___ Raw data

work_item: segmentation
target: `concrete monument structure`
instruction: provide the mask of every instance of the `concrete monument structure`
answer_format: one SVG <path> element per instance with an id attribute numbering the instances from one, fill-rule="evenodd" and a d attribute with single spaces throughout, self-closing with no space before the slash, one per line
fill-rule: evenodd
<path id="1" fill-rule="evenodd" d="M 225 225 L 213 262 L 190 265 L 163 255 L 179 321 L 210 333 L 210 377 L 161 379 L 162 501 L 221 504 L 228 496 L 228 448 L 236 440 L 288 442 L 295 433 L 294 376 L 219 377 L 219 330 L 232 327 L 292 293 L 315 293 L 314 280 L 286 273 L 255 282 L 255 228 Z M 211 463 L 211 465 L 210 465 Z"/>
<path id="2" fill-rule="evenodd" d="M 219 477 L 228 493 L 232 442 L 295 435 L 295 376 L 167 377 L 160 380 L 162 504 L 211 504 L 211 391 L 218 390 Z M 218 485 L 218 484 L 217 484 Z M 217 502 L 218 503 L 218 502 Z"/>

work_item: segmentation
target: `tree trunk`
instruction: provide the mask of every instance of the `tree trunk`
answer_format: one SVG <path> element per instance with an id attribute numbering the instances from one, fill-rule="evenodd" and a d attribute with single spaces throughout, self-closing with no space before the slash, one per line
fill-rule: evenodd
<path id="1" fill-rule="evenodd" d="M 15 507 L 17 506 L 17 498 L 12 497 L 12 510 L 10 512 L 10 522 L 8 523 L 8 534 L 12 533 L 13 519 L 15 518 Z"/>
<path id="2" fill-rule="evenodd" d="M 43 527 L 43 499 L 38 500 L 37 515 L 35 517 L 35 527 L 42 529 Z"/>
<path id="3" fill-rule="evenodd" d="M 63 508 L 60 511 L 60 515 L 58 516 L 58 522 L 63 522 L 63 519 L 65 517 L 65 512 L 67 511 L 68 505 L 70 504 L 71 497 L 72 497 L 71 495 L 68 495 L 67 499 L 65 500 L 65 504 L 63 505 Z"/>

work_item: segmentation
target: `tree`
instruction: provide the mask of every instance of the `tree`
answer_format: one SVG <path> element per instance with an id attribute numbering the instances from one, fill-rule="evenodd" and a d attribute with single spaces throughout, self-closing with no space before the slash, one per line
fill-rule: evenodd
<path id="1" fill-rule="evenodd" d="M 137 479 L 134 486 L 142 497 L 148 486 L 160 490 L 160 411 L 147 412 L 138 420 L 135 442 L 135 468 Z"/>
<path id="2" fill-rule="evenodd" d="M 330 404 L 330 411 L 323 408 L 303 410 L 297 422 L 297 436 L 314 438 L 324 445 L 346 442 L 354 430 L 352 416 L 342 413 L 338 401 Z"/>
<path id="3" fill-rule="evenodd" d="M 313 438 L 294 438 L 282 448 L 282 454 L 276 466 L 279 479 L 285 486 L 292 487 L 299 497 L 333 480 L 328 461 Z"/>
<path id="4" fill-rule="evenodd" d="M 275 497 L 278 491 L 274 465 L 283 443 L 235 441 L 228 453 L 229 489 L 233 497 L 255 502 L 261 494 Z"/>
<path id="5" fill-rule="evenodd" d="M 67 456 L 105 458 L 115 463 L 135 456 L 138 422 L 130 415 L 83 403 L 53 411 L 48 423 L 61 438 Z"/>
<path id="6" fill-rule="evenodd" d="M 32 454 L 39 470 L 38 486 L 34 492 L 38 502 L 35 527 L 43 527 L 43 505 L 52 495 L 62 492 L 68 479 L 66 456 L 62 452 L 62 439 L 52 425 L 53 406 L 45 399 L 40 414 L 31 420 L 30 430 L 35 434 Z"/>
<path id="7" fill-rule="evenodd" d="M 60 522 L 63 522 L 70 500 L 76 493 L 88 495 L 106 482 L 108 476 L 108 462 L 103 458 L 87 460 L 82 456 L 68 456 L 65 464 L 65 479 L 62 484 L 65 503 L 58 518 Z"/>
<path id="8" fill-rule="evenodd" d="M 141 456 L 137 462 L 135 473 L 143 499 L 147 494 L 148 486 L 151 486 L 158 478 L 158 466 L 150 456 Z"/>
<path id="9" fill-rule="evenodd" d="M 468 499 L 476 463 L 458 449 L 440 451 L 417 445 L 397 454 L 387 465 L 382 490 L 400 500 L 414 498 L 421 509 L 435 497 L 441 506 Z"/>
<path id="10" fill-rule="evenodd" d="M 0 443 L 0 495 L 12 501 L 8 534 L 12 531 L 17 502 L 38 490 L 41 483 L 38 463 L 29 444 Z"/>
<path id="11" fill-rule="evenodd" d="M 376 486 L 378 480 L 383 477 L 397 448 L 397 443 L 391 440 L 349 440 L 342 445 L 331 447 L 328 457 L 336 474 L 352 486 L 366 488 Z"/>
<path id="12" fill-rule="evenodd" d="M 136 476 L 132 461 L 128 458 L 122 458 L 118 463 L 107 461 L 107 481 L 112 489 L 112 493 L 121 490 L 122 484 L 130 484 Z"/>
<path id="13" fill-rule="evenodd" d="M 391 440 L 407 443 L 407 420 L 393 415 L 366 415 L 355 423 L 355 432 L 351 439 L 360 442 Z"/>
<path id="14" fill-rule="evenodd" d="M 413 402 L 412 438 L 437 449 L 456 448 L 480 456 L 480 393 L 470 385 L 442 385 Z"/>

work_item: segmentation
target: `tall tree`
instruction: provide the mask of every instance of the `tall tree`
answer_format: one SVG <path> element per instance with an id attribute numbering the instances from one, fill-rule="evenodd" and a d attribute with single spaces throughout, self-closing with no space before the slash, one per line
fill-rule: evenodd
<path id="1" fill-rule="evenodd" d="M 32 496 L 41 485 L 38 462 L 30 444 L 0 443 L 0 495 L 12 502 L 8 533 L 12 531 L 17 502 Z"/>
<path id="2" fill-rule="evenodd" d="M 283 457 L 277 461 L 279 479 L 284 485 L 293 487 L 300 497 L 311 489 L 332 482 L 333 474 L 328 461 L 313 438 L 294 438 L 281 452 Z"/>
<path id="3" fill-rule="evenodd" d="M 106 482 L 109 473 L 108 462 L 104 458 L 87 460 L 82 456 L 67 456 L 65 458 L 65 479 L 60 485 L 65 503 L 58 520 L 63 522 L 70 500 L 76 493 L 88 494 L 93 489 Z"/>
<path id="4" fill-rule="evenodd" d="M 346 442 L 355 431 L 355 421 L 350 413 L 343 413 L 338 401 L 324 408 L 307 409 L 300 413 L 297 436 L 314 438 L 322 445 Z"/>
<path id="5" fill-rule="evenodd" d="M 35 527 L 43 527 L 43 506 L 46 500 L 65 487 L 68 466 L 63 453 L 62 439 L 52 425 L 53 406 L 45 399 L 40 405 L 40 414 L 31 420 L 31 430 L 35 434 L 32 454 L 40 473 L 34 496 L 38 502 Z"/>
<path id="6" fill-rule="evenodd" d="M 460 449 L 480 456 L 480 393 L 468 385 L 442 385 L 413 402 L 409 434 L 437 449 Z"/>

______

Brief: Please print the data above exactly as it appears.

Answer box:
work_item: segmentation
target: `concrete monument structure`
instruction: provide the mask of every instance of the `concrete monument structure`
answer_format: one SVG <path> element per instance with an id attribute numbering the instances from one, fill-rule="evenodd" and a d attribute with single spaces throughout, self-closing with no space before the slash, one per line
fill-rule: evenodd
<path id="1" fill-rule="evenodd" d="M 225 225 L 213 262 L 190 265 L 163 255 L 179 321 L 210 333 L 210 377 L 161 379 L 162 501 L 221 504 L 228 496 L 228 448 L 236 440 L 288 442 L 295 433 L 294 376 L 219 377 L 219 330 L 232 327 L 292 293 L 315 293 L 314 280 L 286 273 L 255 282 L 255 228 Z M 211 463 L 211 465 L 210 465 Z"/>
<path id="2" fill-rule="evenodd" d="M 219 477 L 228 493 L 232 442 L 295 435 L 295 376 L 167 377 L 160 380 L 162 504 L 211 504 L 211 391 L 218 390 Z M 218 485 L 218 484 L 217 484 Z M 217 502 L 218 503 L 218 502 Z"/>

work_item: segmentation
target: `tree trunk`
instruction: provide the mask of every instance of the `tree trunk`
answer_format: one SVG <path> element per instance with an id attribute numbering the instances from one, fill-rule="evenodd" and a d attribute with single spaces throughout, self-closing with no space before the slash, one per line
fill-rule: evenodd
<path id="1" fill-rule="evenodd" d="M 15 507 L 17 506 L 17 498 L 12 497 L 12 510 L 10 512 L 10 522 L 8 523 L 8 534 L 12 533 L 13 519 L 15 518 Z"/>
<path id="2" fill-rule="evenodd" d="M 43 527 L 43 499 L 38 500 L 37 515 L 35 517 L 35 527 L 42 529 Z"/>
<path id="3" fill-rule="evenodd" d="M 63 508 L 60 511 L 60 515 L 58 516 L 58 522 L 63 522 L 63 519 L 65 517 L 65 512 L 67 511 L 68 505 L 70 504 L 71 497 L 72 497 L 71 495 L 68 495 L 67 499 L 65 500 L 65 504 L 63 505 Z"/>

work_item: segmentation
target: `tree`
instruction: provide the mask of every instance of the `tree`
answer_format: one SVG <path> element per instance with an id attribute numbering the instances from one, fill-rule="evenodd" and a d attribute with single spaces throughout, self-closing with no space before the slash, one per line
fill-rule: evenodd
<path id="1" fill-rule="evenodd" d="M 137 479 L 134 486 L 142 497 L 148 486 L 160 490 L 160 411 L 147 412 L 138 420 L 135 442 L 135 468 Z"/>
<path id="2" fill-rule="evenodd" d="M 330 404 L 330 411 L 323 408 L 303 410 L 297 422 L 297 436 L 314 438 L 324 445 L 346 442 L 354 430 L 352 416 L 342 413 L 338 401 Z"/>
<path id="3" fill-rule="evenodd" d="M 313 438 L 294 438 L 282 448 L 282 454 L 276 466 L 279 479 L 285 486 L 292 487 L 299 497 L 333 480 L 328 461 Z"/>
<path id="4" fill-rule="evenodd" d="M 275 497 L 278 491 L 274 465 L 283 443 L 235 441 L 228 453 L 229 489 L 233 497 L 255 502 L 261 494 Z"/>
<path id="5" fill-rule="evenodd" d="M 67 456 L 105 458 L 115 463 L 135 456 L 138 422 L 130 415 L 83 403 L 53 411 L 48 423 L 61 438 Z"/>
<path id="6" fill-rule="evenodd" d="M 32 454 L 39 470 L 38 486 L 34 492 L 38 502 L 35 527 L 43 527 L 43 505 L 52 495 L 62 492 L 68 479 L 66 456 L 62 452 L 62 439 L 52 425 L 53 406 L 45 399 L 40 414 L 31 420 L 30 430 L 35 434 Z"/>
<path id="7" fill-rule="evenodd" d="M 60 522 L 63 522 L 70 500 L 76 493 L 88 495 L 106 482 L 108 476 L 108 462 L 103 458 L 87 460 L 82 456 L 68 456 L 65 464 L 65 479 L 62 484 L 65 503 L 58 518 Z"/>
<path id="8" fill-rule="evenodd" d="M 141 456 L 137 462 L 135 473 L 143 499 L 147 494 L 148 486 L 151 486 L 158 478 L 158 466 L 150 456 Z"/>
<path id="9" fill-rule="evenodd" d="M 468 499 L 476 463 L 458 449 L 440 451 L 417 445 L 397 454 L 387 465 L 382 490 L 400 500 L 414 498 L 421 509 L 435 497 L 441 506 Z"/>
<path id="10" fill-rule="evenodd" d="M 0 443 L 0 495 L 12 501 L 8 534 L 12 531 L 17 502 L 38 490 L 41 483 L 38 463 L 29 444 Z"/>
<path id="11" fill-rule="evenodd" d="M 376 486 L 378 480 L 383 477 L 397 448 L 397 443 L 391 440 L 349 440 L 342 445 L 331 447 L 328 457 L 336 474 L 352 486 L 366 488 Z"/>
<path id="12" fill-rule="evenodd" d="M 136 476 L 132 461 L 128 458 L 122 458 L 118 463 L 107 461 L 107 481 L 112 489 L 112 493 L 121 490 L 122 484 L 130 484 Z"/>
<path id="13" fill-rule="evenodd" d="M 391 440 L 407 443 L 407 420 L 393 415 L 366 415 L 355 423 L 355 432 L 351 439 L 360 442 Z"/>
<path id="14" fill-rule="evenodd" d="M 413 402 L 412 438 L 437 449 L 456 448 L 480 456 L 480 393 L 470 385 L 442 385 Z"/>

work_item: segmentation
target: `tall tree`
instruction: provide the mask of every instance of the `tall tree`
answer_format: one SVG <path> element per instance with an id attribute numbering the instances from one, fill-rule="evenodd" and a d attribute with single spaces throughout, self-closing with no space before the slash, one per line
fill-rule: evenodd
<path id="1" fill-rule="evenodd" d="M 32 496 L 41 485 L 38 462 L 30 444 L 0 443 L 0 495 L 12 502 L 8 533 L 12 531 L 17 502 Z"/>
<path id="2" fill-rule="evenodd" d="M 283 457 L 277 461 L 279 479 L 284 485 L 293 487 L 300 497 L 311 489 L 332 482 L 333 474 L 328 461 L 313 438 L 294 438 L 281 452 Z"/>
<path id="3" fill-rule="evenodd" d="M 106 482 L 109 473 L 108 462 L 104 458 L 87 460 L 82 456 L 67 456 L 65 458 L 65 479 L 60 485 L 65 503 L 58 520 L 63 522 L 70 500 L 76 493 L 88 494 L 93 489 Z"/>
<path id="4" fill-rule="evenodd" d="M 346 442 L 355 431 L 355 421 L 350 413 L 343 413 L 338 401 L 324 408 L 307 409 L 300 413 L 297 436 L 314 438 L 322 445 Z"/>
<path id="5" fill-rule="evenodd" d="M 35 527 L 43 527 L 43 506 L 46 500 L 65 487 L 68 466 L 63 453 L 62 439 L 52 425 L 53 406 L 45 399 L 40 405 L 40 414 L 31 420 L 31 430 L 35 434 L 32 454 L 40 473 L 34 496 L 38 502 Z"/>
<path id="6" fill-rule="evenodd" d="M 460 449 L 480 456 L 480 393 L 468 385 L 442 385 L 413 402 L 409 434 L 437 449 Z"/>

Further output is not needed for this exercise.